— Start of TEXT SEGMENT —
GUYANA’S DANGEROUS ‘FUN’ POLITICS

WHERE IN our Caribbean Community but in Guyana could be found a major political party that seems bent on making a mockery of governance politics? I refer to the antics of the People’s  National Congress (PNC).
There are occasional examples of strange tactics and behaviour and also sheer fun politics by both ruling and opposition parties across the region. But the PNC, a major party in the pre and post-independence governing politics of Guyana, appears to have a vow to sustain fun politics as long as it takes to regain the reins of state power.
Having run the affairs of Guyana as a virtual one-party context for a quarter century between1968 and 1992, based on independently verified rigged national elections, the PNC remains committed to the politics of non-cooperation and, worse, hostility, against the governing Peoples Progressive Party .
Three recent examples should suffice: First, the PNC’s refusal (along with its parliamentary ally, Alliance for Change) to cast their one-seat majority vote in the 65-member parliament for enactment of a much required amendment to a 2009 legislation—Anti-Money Laundering and Countering  Financing of Terrorism Bill.
Failure to do so by this May 29 will result, as the PNC is fully aware, in Guyana being categorised for “earmarked for “blacklisting” by the Caribbean Financial Action Task Force (CFATF) as a non-cooperative jurisdiction. This would have enormous negative consequences.
— End of TEXT SEGMENT —
— Start of EXTRACTED MATERIAL —
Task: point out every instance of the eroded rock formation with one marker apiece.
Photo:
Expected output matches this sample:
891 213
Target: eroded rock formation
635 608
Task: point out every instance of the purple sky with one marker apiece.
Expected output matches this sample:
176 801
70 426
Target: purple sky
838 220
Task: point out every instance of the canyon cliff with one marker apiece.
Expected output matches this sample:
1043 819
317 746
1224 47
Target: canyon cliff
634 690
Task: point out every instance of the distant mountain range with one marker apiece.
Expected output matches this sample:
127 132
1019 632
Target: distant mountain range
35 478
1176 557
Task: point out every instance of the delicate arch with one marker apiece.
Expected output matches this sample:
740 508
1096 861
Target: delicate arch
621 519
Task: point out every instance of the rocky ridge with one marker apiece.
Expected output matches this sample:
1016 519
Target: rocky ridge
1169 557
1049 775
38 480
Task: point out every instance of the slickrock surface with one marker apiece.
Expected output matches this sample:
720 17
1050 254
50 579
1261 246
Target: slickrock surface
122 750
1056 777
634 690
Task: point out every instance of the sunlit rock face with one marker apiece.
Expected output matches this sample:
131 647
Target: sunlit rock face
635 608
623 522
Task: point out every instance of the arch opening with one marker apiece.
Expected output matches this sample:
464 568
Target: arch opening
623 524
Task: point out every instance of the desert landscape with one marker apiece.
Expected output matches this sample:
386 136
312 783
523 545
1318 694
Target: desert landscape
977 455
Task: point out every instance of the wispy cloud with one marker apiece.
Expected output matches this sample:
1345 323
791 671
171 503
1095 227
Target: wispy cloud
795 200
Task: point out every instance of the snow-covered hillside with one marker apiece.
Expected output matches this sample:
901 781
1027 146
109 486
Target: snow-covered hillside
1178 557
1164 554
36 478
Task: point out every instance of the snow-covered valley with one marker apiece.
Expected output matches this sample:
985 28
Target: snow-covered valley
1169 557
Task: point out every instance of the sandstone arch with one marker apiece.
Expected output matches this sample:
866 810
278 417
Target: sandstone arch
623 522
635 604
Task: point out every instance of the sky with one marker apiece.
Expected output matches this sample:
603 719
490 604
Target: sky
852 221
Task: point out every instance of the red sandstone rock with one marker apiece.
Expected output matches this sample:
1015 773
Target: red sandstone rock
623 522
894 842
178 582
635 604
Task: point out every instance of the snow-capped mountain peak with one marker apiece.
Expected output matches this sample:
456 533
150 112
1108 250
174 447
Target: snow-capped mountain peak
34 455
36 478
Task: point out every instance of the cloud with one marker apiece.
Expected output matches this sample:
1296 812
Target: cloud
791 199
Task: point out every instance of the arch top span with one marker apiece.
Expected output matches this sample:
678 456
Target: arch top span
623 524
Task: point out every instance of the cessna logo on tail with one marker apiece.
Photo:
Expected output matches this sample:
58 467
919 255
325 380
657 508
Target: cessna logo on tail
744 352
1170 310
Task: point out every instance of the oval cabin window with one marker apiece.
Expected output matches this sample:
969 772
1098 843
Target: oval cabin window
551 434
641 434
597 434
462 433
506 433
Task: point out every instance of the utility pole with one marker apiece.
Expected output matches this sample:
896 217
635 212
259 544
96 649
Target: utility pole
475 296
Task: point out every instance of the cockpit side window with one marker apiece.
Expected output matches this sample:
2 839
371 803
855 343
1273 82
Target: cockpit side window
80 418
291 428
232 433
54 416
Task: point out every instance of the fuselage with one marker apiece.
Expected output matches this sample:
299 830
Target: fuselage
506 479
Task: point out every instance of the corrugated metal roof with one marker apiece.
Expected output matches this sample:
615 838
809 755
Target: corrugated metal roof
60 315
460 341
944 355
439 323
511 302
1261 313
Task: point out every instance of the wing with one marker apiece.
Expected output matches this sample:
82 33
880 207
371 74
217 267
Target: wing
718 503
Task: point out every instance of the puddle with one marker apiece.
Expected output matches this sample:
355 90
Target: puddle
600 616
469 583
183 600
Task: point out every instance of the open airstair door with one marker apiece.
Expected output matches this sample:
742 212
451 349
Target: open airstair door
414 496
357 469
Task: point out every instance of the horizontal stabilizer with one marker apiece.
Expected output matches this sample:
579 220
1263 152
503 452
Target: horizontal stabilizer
— End of EXTRACTED MATERIAL —
» EXERCISE SET:
- a) According to the piece on Guyana's politics, how many members sit in the country's parliament?
- b) Rewrite everything from "WHERE IN our" down to "of state power." in the Guyana politics piece, swapping "fun politics" for "playful politics".
- c) Write the next part of the piece on Guyana's opposition politics, picking up after its last sentence.

» RESULTS FOR THE EXERCISE:
- a) 65 members.

- b)
WHERE IN our Caribbean Community but in Guyana could be found a major political party that seems bent on making a mockery of governance politics? I refer to the antics of the People’s  National Congress (PNC).
There are occasional examples of strange tactics and behaviour and also sheer playful politics by both ruling and opposition parties across the region. But the PNC, a major party in the pre and post-independence governing politics of Guyana, appears to have a vow to sustain playful politics as long as it takes to regain the reins of state power.

- c)
Conscious as they are of the shared consequences within CARICOM , the Georgetown-based Community Secretariat, as well as the Organisation of American States (OAS) are pleading for cooperation  for passage of the bill, but to no avail.

CFTA’s stand
The latest initiative by a CFATF goodwill delegation to Guyana last month to secure cooperation for enactment of the legislation failed because, as the PNC’s leader, David Granger, a retired Brigadier of the local army, Guyana Defence Force (GDF), contends that there was “a political crisis that needs a political solution..”
However, as negotiating representatives of the CFATF have made abundantly clear, the demands by the opposition were extraneous to the revised bill and related more to domestic politics in which they are not involved.
The result is that the PNC has adopted a position, unlike any other parliamentary opposition within CARICOM—and certainly here in Trinidad and Tobago, where partisan politicking now seriously jeopardises Guyana’s future social and economic progress. In short, as the country’s President, Donald Ramotar,  said, this behaviour by the opposition “holds this nation to ransom; its blackmail…”
It may be of interest to know that among the demands by the PNC, which have nothing to do with provisions in the amended legislation, are such domestic political issues as arrangements for local government elections,
The PNC seems bent on further injuring itself by showcasing how consistent it could also be in non-serious, indeed fun politics in another issue of national importance.

Probing Rodney’s killing
This time it relates to the current national enquiry into the assassination 34 years ago on the night of June 23, 1980, of the internationally famous historian and crusader for social justice, Dr Walter Rodney, in a bomb blast in Georgetown at the height of nation-wide political disturbances. I have dealt with this issue in earlier contributions in the Express.
For now, I will restrict comments to the recent decision  by the PNC to boycott participating in the three-member probe team involving three well known Caribbean legal luminaries, first after quibbling over the terms of reference.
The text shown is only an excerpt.